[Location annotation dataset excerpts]
◇ ◇ ◇ ◇
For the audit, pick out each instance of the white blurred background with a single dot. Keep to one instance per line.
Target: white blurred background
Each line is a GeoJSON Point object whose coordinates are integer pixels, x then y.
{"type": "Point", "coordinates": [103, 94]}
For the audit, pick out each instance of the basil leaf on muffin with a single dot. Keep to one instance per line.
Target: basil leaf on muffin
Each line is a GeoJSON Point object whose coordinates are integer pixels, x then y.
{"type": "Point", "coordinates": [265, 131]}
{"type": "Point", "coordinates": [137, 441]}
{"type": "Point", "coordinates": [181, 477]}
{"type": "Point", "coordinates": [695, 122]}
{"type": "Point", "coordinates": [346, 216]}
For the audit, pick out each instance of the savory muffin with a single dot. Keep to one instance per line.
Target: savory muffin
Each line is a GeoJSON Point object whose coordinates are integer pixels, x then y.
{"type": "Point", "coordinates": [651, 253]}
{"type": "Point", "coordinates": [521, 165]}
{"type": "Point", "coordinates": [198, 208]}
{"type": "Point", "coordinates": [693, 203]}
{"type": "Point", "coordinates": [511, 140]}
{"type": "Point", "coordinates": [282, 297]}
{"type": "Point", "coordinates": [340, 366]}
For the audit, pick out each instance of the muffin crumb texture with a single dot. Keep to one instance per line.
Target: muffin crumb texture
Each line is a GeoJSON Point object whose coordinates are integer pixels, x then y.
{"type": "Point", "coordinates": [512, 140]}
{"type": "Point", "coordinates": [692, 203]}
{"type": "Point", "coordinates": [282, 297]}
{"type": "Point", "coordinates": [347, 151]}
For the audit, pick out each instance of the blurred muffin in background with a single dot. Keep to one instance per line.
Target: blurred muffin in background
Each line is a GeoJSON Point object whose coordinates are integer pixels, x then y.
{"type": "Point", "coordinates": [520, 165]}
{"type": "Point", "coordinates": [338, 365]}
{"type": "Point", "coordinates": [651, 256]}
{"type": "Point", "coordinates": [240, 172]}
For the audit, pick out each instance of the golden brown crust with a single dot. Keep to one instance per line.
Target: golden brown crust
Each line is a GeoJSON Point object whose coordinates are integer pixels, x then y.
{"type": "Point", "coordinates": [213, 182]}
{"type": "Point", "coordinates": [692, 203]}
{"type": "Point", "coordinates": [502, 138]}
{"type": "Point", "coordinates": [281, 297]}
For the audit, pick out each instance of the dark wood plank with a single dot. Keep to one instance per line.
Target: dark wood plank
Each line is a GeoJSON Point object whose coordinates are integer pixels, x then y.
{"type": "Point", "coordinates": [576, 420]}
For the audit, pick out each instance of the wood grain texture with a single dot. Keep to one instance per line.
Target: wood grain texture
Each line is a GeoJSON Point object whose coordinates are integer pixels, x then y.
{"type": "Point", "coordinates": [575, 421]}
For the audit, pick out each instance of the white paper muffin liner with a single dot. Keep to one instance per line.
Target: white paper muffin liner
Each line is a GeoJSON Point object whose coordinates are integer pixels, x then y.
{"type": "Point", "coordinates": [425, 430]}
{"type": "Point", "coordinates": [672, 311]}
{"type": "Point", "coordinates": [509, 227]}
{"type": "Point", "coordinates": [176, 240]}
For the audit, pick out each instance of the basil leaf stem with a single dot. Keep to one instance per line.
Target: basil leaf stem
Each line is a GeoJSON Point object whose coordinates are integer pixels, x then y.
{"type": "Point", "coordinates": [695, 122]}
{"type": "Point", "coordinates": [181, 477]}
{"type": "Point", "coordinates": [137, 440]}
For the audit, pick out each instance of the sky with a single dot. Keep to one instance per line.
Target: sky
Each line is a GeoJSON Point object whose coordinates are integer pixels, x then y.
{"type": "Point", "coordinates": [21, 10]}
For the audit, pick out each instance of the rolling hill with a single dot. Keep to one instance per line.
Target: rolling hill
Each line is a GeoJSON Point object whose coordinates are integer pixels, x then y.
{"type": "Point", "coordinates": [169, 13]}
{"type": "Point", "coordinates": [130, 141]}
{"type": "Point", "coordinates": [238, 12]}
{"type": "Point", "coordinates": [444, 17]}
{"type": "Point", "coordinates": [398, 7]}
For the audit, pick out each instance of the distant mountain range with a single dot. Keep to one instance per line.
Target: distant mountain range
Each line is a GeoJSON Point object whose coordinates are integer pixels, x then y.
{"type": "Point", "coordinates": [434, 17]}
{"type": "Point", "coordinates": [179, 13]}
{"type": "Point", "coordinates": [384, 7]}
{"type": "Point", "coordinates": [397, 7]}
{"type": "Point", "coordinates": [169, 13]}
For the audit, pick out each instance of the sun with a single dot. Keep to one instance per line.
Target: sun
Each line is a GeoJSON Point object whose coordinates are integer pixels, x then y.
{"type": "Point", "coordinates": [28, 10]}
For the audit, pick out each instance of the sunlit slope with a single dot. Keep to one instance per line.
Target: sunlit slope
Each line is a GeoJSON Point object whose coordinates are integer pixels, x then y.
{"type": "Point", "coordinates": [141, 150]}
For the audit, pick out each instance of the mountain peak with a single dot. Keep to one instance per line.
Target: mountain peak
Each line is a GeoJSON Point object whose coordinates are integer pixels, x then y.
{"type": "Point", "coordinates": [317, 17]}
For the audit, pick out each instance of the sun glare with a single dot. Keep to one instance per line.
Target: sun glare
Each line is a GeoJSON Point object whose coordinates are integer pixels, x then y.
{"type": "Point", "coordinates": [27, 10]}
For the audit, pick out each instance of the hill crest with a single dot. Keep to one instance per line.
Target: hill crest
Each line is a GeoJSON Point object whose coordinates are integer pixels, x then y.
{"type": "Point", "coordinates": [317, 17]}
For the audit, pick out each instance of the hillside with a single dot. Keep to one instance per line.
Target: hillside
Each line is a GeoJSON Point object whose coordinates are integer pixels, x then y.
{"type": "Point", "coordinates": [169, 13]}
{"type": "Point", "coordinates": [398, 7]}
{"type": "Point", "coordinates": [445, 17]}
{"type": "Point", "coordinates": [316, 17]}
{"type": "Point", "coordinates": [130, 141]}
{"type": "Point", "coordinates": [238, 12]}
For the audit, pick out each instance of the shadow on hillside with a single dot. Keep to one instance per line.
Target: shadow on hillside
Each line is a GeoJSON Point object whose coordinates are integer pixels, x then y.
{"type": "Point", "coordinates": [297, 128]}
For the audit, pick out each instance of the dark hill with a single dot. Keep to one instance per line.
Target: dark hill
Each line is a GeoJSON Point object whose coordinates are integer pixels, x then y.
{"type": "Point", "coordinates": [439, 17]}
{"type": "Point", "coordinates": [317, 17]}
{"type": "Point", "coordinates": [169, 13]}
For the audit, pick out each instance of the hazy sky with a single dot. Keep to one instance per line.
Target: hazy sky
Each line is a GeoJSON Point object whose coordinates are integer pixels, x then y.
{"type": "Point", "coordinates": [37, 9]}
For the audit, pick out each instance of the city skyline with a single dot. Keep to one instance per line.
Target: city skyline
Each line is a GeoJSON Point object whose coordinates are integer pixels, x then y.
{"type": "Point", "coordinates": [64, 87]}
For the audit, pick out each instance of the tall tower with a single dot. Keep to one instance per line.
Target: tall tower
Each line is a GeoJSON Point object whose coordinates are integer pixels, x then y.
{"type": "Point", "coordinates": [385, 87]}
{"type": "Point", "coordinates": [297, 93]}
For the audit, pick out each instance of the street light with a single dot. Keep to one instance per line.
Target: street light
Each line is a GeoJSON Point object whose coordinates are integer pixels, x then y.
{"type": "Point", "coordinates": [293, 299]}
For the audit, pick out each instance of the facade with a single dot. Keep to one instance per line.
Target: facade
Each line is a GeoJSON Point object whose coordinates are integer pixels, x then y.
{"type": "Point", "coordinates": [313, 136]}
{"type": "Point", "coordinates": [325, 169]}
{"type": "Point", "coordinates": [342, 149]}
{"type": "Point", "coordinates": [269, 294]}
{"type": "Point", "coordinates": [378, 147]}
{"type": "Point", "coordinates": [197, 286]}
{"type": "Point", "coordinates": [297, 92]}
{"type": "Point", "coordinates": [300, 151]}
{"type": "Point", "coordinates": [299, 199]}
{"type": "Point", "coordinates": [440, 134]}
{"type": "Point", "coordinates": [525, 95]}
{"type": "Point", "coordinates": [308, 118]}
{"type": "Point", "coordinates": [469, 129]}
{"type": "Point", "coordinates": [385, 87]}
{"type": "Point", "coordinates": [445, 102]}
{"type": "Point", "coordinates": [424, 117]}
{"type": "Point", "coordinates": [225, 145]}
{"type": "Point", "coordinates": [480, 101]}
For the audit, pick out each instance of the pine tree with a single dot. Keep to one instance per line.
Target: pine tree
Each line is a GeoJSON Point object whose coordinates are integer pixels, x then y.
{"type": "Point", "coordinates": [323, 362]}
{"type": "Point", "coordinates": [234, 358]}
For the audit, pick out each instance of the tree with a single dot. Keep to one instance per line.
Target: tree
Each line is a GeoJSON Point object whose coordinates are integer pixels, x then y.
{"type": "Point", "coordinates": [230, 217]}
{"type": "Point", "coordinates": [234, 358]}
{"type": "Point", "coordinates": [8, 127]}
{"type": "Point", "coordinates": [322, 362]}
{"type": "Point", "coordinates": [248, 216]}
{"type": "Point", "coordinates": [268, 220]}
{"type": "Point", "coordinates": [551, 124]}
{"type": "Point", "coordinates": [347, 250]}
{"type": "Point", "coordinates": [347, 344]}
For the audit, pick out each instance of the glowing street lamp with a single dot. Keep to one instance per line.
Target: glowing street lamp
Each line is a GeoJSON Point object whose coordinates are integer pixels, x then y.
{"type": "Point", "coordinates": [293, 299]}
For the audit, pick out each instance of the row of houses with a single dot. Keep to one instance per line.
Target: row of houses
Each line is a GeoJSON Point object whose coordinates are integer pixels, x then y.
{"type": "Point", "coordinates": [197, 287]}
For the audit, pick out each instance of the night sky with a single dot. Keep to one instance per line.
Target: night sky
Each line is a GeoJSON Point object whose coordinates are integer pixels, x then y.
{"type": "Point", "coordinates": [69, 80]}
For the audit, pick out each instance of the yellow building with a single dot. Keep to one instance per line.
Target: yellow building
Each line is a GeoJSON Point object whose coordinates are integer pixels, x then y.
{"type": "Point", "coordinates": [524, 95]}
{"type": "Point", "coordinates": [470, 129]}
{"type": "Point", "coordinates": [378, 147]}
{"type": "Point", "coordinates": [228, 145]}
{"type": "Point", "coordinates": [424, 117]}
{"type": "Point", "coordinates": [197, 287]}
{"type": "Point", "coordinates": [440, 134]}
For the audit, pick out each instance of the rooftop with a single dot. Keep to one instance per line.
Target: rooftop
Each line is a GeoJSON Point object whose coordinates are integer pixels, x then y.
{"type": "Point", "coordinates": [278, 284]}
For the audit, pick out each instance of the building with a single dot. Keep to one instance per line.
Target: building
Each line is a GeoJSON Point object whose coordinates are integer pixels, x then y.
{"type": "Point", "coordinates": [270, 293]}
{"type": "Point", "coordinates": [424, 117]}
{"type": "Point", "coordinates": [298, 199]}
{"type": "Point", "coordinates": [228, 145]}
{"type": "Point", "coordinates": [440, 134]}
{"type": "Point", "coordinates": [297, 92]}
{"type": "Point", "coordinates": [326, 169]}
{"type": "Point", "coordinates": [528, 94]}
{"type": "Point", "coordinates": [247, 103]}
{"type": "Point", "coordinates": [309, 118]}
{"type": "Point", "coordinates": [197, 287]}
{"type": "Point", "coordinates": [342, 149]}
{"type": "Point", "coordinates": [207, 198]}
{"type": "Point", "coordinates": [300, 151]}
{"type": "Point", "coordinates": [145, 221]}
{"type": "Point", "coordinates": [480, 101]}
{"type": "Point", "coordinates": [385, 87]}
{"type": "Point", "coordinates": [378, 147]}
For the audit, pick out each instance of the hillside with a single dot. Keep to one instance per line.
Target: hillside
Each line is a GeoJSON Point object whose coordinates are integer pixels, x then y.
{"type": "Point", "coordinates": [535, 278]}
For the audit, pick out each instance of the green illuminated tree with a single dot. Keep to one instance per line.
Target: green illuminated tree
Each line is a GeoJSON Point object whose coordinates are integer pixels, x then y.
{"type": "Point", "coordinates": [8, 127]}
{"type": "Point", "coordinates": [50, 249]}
◇ ◇ ◇ ◇
Every line from the one containing "For the audit, pick out each instance of the green" through the end of the entries above must be echoed exactly, with both ends kept.

# Result of this task:
For the audit, pick out each instance of the green illuminated tree with a single dot. Keep to one instance per line.
Target: green illuminated tree
Each line is a GeoJSON Point object whose coordinates are integer pixels, x then y.
{"type": "Point", "coordinates": [8, 127]}
{"type": "Point", "coordinates": [50, 249]}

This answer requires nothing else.